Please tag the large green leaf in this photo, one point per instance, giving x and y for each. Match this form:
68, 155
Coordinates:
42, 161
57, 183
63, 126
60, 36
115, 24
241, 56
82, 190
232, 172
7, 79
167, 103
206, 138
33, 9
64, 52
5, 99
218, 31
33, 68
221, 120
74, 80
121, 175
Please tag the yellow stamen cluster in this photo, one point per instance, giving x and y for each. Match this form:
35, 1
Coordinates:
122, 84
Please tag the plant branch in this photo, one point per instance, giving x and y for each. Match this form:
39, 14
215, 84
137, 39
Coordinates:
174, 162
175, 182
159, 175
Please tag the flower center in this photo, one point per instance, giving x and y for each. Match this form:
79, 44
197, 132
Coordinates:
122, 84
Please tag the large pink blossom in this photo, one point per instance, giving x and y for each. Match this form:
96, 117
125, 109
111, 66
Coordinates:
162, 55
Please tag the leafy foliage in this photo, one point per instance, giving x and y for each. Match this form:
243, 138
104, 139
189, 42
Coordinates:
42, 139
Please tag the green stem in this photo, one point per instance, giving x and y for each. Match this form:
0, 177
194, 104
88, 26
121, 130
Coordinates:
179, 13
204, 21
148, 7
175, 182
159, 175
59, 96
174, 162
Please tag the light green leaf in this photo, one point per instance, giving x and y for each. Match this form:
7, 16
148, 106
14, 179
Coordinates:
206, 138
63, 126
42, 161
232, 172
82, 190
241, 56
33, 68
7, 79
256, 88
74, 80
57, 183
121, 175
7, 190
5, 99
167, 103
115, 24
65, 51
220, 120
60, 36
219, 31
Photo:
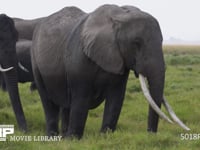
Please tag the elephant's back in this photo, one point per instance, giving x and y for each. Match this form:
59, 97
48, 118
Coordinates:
49, 43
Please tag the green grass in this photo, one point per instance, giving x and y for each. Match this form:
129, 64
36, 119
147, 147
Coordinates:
182, 89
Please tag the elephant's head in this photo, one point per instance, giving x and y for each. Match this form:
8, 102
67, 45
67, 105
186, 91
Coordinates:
126, 38
8, 65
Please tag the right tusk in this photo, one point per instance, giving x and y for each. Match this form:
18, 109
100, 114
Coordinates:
5, 70
173, 115
150, 99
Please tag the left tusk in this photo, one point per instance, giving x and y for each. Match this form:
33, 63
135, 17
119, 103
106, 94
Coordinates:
173, 115
5, 70
22, 67
151, 101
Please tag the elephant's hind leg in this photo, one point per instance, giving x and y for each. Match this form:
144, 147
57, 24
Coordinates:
51, 110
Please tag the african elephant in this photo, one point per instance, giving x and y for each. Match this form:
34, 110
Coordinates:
25, 28
24, 68
8, 66
80, 59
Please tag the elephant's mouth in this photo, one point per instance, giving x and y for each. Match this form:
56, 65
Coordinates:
157, 109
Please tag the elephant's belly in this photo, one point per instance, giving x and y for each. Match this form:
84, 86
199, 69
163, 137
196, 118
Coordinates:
57, 90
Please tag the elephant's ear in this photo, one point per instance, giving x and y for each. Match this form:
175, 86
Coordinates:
99, 43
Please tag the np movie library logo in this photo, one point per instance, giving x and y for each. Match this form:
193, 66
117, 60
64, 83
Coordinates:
5, 130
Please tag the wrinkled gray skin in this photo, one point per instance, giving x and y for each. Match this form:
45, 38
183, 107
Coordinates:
25, 28
8, 58
81, 59
23, 48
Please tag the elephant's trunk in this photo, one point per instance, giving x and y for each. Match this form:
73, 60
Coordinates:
12, 87
155, 98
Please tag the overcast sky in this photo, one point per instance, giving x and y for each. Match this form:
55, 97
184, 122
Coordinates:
178, 18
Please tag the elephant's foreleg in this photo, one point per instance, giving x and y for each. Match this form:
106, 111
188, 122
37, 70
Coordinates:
51, 110
113, 105
64, 120
78, 112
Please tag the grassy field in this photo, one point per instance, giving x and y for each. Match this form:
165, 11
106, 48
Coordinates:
182, 89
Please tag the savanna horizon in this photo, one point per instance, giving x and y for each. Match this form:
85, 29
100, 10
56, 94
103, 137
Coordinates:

-------

→ **TO BE DONE**:
Copy out all of the records above verbatim, omitting the pictures.

→ **EXPECTED OUTPUT**:
Please tag the large green leaf in this photo, one point per instance, giving x and y for each. Match this form:
68, 155
Coordinates:
42, 161
57, 183
63, 126
60, 36
115, 24
241, 56
82, 190
232, 172
7, 79
167, 103
206, 138
33, 9
64, 52
5, 99
218, 31
33, 68
221, 120
74, 80
121, 175
Please tag the yellow stamen cluster in this photo, one point per instance, giving x and y for each. Match this form:
35, 1
Coordinates:
122, 84
Please tag the plant branch in this photo, one point per instance, giving x and y for each. Match this form:
39, 14
215, 84
137, 39
Coordinates:
174, 162
175, 182
159, 175
Please tag the flower center in this photo, one point per instance, giving x and y for each. Match this form:
79, 44
197, 132
Coordinates:
122, 84
Please tag the large pink blossom in this photo, one point per instance, giving x and y for each. Match this form:
96, 117
125, 109
111, 66
Coordinates:
162, 55
Please tag the leafy foliage in this photo, one point per instance, giving x and y for each. Match this form:
243, 138
104, 139
189, 42
Coordinates:
42, 139
Please tag the green stem in this photo, one point per instance, giving x and y for each. Match this form:
0, 177
194, 104
88, 26
121, 130
Coordinates:
179, 13
204, 21
148, 7
175, 182
159, 175
59, 96
174, 162
Please tag the light green leaf in this photo, one point per instance, giving x and y for each. Match this form:
7, 16
148, 106
14, 179
Coordinates:
206, 138
63, 126
42, 161
232, 172
82, 190
241, 56
33, 68
7, 79
256, 88
74, 80
57, 183
121, 175
7, 190
5, 99
167, 103
115, 24
65, 51
220, 120
60, 36
219, 31
Photo:
Please tag the elephant's back in this photo, one point per instance, giving x and y for each. Match this form:
59, 97
48, 118
Coordinates:
49, 43
Please tag the green grass in this photo, one point per instance, giving x and y for each. Match this form:
129, 64
36, 119
147, 147
Coordinates:
182, 89
Please tag the elephant's head in this photo, one point per instance, giving x and y for each. Match this form:
8, 102
67, 45
67, 105
186, 91
Coordinates:
126, 38
8, 65
Please tag the right tusk in this photo, one point per instance, giving x and y for each. Match this form:
18, 109
100, 114
Coordinates:
5, 70
173, 115
150, 99
Please tag the left tusk in this photo, one point per instance, giving x and y for each. Match this form:
33, 63
135, 17
119, 103
106, 94
Coordinates:
173, 115
5, 70
22, 67
151, 101
Please tag the elephant's hind leg in this photo, one point per instance, giving x and y for each. Match this form:
144, 147
57, 24
Coordinates:
51, 110
Please tag the african elephant in this photo, one point per instance, giving x and y for each. Match this form:
34, 110
Coordinates:
25, 28
24, 68
8, 66
80, 59
Please tag the elephant's mouth in this photo, one point per instance, giving x and y for each. Match this form:
56, 65
Coordinates:
157, 109
Please tag the elephant's belly in this photo, one point per instance, giving x and y for each. Match this form:
84, 86
199, 69
163, 137
196, 118
Coordinates:
57, 90
Please tag the elephant's ear in this photo, one point per instance, giving x and y for each. Match this form:
175, 86
Coordinates:
99, 43
Please tag the np movie library logo in this photo, one point per instance, giving x and y for each. Match this form:
193, 66
117, 60
64, 83
Coordinates:
5, 130
Please tag the wrinkled gray skin in this photo, one point per instance, giving x and y for each. Match this form:
45, 38
183, 107
Coordinates:
25, 28
8, 58
81, 59
23, 48
Please tag the elephant's trunk in this photo, one point per instance, giving x and y for each. Match this form:
73, 60
Coordinates:
12, 87
155, 98
Please tag the overcast sky in this photo, one point per instance, giving x and y for each. Match this form:
55, 97
184, 122
Coordinates:
178, 18
Please tag the elephant's foreleg in this photo, one point per instance, giving x and y for each. Match this form:
106, 111
188, 122
37, 70
Coordinates:
51, 110
113, 105
64, 120
78, 112
Please tag the grassy field in this photo, one point per instance, giving x and y for each. Match this form:
165, 11
106, 48
Coordinates:
182, 89
Please tag the savanna horizon in this photo, one point per instance, giving x and y for each. Match this form:
85, 29
100, 10
56, 94
103, 137
Coordinates:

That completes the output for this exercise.